§ **TO DO**: Please repeat all of the listing exactly.

§ **RAW RECORDS**:
=-=-=-=-=

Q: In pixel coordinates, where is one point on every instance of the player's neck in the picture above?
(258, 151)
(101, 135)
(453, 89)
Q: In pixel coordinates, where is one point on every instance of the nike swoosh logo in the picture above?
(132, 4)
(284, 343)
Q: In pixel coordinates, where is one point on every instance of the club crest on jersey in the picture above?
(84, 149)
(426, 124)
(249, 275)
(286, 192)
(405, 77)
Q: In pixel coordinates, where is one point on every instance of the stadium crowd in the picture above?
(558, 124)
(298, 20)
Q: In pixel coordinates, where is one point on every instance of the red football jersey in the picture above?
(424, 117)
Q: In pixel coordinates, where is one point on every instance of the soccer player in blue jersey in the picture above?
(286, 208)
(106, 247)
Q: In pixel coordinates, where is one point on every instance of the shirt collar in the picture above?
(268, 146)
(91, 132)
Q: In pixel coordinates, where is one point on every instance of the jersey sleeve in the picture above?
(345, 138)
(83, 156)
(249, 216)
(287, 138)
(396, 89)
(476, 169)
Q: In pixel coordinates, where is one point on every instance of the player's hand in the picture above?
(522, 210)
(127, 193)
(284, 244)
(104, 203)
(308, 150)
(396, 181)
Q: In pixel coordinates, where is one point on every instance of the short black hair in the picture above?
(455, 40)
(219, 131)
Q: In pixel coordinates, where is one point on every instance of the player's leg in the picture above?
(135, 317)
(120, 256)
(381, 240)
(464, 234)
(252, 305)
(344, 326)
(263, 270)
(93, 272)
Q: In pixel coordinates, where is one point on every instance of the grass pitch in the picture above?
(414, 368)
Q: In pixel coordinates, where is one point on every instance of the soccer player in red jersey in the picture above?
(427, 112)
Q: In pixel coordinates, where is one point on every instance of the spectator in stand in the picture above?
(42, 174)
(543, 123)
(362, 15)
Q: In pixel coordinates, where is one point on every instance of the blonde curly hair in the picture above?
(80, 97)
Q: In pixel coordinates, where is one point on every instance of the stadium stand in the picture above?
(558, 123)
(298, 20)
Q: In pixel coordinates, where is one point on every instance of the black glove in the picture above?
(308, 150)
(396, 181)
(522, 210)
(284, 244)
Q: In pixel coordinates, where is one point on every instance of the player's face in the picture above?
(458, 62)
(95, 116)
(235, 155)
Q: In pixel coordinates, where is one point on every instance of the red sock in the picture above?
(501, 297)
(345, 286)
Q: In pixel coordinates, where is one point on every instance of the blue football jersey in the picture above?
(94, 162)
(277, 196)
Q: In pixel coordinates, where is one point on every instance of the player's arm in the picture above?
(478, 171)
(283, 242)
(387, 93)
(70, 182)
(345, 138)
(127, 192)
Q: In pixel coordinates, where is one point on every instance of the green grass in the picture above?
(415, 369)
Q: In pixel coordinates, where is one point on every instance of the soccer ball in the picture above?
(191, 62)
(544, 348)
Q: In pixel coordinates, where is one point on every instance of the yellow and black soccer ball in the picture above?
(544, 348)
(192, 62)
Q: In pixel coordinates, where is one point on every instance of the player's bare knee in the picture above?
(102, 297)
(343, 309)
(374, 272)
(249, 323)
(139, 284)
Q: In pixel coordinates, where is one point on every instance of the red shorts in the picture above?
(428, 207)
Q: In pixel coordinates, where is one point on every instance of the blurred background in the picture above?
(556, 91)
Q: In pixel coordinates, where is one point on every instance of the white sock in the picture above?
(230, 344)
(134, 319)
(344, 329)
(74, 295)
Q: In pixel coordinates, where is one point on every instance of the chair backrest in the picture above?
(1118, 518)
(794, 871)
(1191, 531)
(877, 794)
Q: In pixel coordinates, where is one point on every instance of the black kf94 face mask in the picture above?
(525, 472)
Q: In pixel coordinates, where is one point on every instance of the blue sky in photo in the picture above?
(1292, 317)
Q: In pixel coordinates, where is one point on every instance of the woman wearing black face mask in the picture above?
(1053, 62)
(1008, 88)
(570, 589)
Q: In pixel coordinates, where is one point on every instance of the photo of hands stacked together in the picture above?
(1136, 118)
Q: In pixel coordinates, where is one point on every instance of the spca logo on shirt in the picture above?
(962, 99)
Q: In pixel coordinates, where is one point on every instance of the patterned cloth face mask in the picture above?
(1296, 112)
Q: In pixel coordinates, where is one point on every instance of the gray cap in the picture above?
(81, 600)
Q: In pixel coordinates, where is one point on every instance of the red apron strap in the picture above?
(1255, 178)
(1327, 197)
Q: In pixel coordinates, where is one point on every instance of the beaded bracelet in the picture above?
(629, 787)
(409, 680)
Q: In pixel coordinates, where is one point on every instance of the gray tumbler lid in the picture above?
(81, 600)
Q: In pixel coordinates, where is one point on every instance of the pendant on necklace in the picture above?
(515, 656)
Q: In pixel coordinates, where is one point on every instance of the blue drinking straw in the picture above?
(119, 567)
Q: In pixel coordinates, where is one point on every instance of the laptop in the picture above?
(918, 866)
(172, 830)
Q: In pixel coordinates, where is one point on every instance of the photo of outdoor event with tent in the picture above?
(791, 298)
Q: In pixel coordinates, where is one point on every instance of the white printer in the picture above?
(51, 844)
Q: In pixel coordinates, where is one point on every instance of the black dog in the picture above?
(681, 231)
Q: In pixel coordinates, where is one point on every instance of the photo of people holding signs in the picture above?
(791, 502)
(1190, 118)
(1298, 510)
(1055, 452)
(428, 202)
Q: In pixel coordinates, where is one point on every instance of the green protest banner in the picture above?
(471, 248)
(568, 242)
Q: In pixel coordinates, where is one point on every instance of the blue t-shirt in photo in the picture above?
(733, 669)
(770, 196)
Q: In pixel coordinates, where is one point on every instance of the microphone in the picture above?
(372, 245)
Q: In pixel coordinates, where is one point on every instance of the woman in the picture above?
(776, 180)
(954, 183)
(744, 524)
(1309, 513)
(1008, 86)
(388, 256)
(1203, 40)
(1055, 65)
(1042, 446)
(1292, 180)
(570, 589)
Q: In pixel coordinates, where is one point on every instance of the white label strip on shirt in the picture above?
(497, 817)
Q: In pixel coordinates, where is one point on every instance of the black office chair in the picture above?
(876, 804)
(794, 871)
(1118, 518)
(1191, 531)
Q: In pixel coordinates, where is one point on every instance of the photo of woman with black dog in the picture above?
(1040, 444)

=-=-=-=-=

§ **EXERCISE SOLUTION**:
Q: In pixel coordinates, where is one point on every instance of the player's neck in the picture above?
(258, 151)
(101, 135)
(453, 89)
Q: In pixel coordinates, where is one point on every instance of the nike swoosh logo in the picture above?
(132, 4)
(284, 343)
Q: In pixel coordinates, where is one point on every instance of the club crest on jersey in the picture above?
(84, 149)
(426, 124)
(249, 275)
(286, 192)
(405, 77)
Q: In pixel coordinates, where is one point on every instance of the stadium crowd in the picture above?
(558, 124)
(298, 20)
Q: In pixel coordinates, where is one point on every instance of the red football jersey in the picture above?
(424, 117)
Q: In pixel coordinates, where is one point on every instance of the soccer player in blue jersey in the picture above?
(286, 208)
(106, 247)
Q: In pixel coordinates, where is one point on every instance of the shirt collar in the picture above?
(268, 146)
(91, 132)
Q: In pixel coordinates, where is one point on every instance of the jersey sleeve in the picture above?
(345, 138)
(83, 156)
(249, 216)
(287, 138)
(396, 89)
(476, 169)
Q: In pixel coordinates, where is one point on every instance of the player's hand in the picture above?
(522, 210)
(127, 193)
(284, 244)
(104, 203)
(308, 150)
(396, 181)
Q: In pixel coordinates, where is one point on every instance of the short black hair in the picture above?
(455, 40)
(219, 131)
Q: In pixel coordinates, where is one point on every instance of the player's leg in the picture above?
(135, 317)
(120, 256)
(381, 240)
(464, 234)
(252, 305)
(344, 326)
(263, 270)
(93, 272)
Q: In pixel coordinates, where is one point on every instance of the grass pitch in the picture above?
(414, 368)
Q: In pixel coordinates, where is one point on every instance of the soccer player in red jersey in the picture above?
(427, 112)
Q: In pixel coordinates, where is one point on every instance of the spectator in stand in the picture above?
(42, 174)
(543, 123)
(362, 15)
Q: In pixel coordinates, where is one point on every instance of the blonde curly hair in the picture above?
(80, 97)
Q: In pixel coordinates, where is one point on every instance of the stadium stand in the picture above?
(558, 123)
(298, 20)
Q: In pixel coordinates, where is one point on every instance of the black glove in the picture above?
(308, 150)
(396, 181)
(522, 210)
(284, 244)
Q: In pixel coordinates, where is one point on every instance of the player's face in the picture above?
(458, 62)
(95, 116)
(235, 155)
Q: In pixel coordinates, where is one point on every instance of the red sock in the picture above?
(501, 297)
(345, 286)
Q: In pixel coordinates, where is one point on every instance of the blue football jersey in the picture above?
(94, 162)
(277, 196)
Q: In pixel coordinates, where is one point on every instance of the player's arm in the picture above?
(478, 171)
(283, 242)
(387, 93)
(70, 182)
(345, 138)
(127, 192)
Q: In pixel coordinates, where is one point on every instance of the green grass in the picture above?
(415, 369)
Q: In pixel coordinates, where is one point on every instance of the soccer ball in the picture above?
(191, 62)
(544, 348)
Q: In pixel coordinates, where is one point on every instance of the yellow and black soccer ball in the picture above?
(544, 348)
(192, 62)
Q: In pixel coordinates, where is one point on every instance of the player's bare knee in the picture above?
(102, 297)
(343, 309)
(374, 272)
(249, 323)
(139, 284)
Q: In pixel coordinates, where is one point on every instance of the red shorts in the picture above?
(428, 207)
Q: In pixel coordinates, where is one point on every instance of the blurred background in the picture above?
(556, 91)
Q: In pixel coordinates, where is one point on every instance of the white sock in the picture above?
(230, 344)
(134, 319)
(344, 329)
(74, 295)
Q: In pixel coordinates, where is one point on every instance of the chair backrest in the picture above?
(1118, 518)
(794, 871)
(1191, 531)
(877, 794)
Q: In pixel coordinates, where is one point on every instance of the black kf94 face mask in the picture above?
(525, 472)
Q: In pixel coordinates, where is one point on every instance of the blue sky in photo in the picture above?
(1292, 317)
Q: In pixel coordinates, where is one point on every instance of the woman wearing black face mask in the picture above?
(1053, 62)
(1008, 88)
(570, 589)
Q: In pixel coordinates, where is one point on every instance of the photo of hands stacked together in the picture above?
(1136, 118)
Q: In pixel coordinates, where is one point on every instance of the spca logo on shirt in the picture above?
(962, 99)
Q: In pixel coordinates, where is one point on every instance of the patterned cloth face mask in the picture above?
(1296, 112)
Q: In pixel coordinates, where is one point on every instance of the gray cap in the picture above?
(81, 600)
Q: In pixel coordinates, where is one point on every instance of the red apron strap in the picture above?
(1255, 178)
(1327, 197)
Q: In pixel coordinates, where is one point on every instance of the beaded bracelet in the picture above?
(629, 787)
(409, 680)
Q: In pixel coordinates, where is one point on every instance of the gray tumbler lid in the picture above?
(81, 600)
Q: In pixel coordinates, where is one point on every instance of the pendant on necklace in the picture above?
(515, 656)
Q: In pixel coordinates, where is one point on every instance of the blue drinking straw in the picture above?
(119, 567)
Q: In pixel coordinates, where is one point on every instance of the laptop in the picture above?
(918, 866)
(172, 830)
Q: In pixel coordinates, where is one point on every instance of the photo of outdoor event with tent in the picture above?
(791, 298)
Q: In pixel coordinates, where is one point on every instance of the white printer in the picture above?
(51, 844)
Q: In pixel coordinates, where is one point on every instance of the black dog in the picture above?
(681, 231)
Q: In pixel coordinates, where is one point on every instance of the photo of people holding signs in the picture above?
(791, 502)
(1190, 118)
(1298, 510)
(1055, 452)
(428, 202)
Q: In pixel coordinates, where is one point on every instance of the green protest banner in the picture above?
(471, 248)
(568, 242)
Q: In pixel coordinates, where is one point on every instance of the blue t-shirt in photo in the picture above?
(733, 669)
(770, 196)
Q: In pixel coordinates, where is one point on every instance of the microphone in the picture above?
(372, 245)
Q: In pixel coordinates, where is one point on every instance of the woman in the picture above?
(776, 180)
(954, 183)
(744, 524)
(1309, 513)
(1008, 86)
(388, 256)
(1203, 40)
(1055, 65)
(1042, 446)
(1292, 180)
(570, 589)
Q: In pixel coordinates, where is one point on every instance of the white label strip on shirt in the picture above?
(497, 817)
Q: In pixel coordinates, where is one point on every instance of the black office chair in the picture above?
(876, 804)
(794, 871)
(1118, 518)
(1191, 531)
Q: In pixel coordinates, where is one point on every instance of the photo of woman with black dog in the picture above?
(1040, 444)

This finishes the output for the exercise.